| Task goal |
Copy out each line of the items below that contains the word "white".

| Data for this task |
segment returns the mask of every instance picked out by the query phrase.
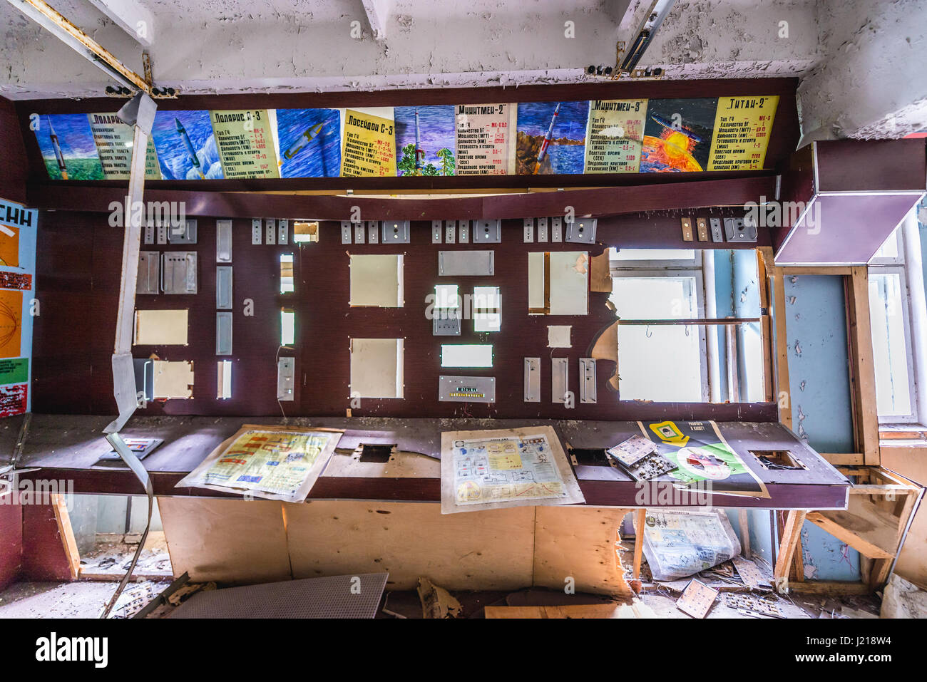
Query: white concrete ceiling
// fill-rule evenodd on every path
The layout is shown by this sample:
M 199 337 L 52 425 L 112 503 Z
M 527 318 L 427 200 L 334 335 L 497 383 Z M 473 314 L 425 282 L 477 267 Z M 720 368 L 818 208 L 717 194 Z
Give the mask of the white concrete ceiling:
M 579 82 L 593 78 L 589 65 L 614 66 L 616 41 L 631 38 L 651 1 L 49 4 L 138 73 L 147 49 L 156 85 L 212 94 Z M 803 77 L 806 133 L 898 136 L 927 126 L 923 7 L 924 0 L 678 0 L 639 66 L 661 66 L 667 79 Z M 140 17 L 142 40 L 132 31 Z M 3 0 L 0 22 L 0 95 L 99 96 L 114 84 Z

| Answer to the problem |
Query: white concrete ceiling
Give the mask of the white concrete ceiling:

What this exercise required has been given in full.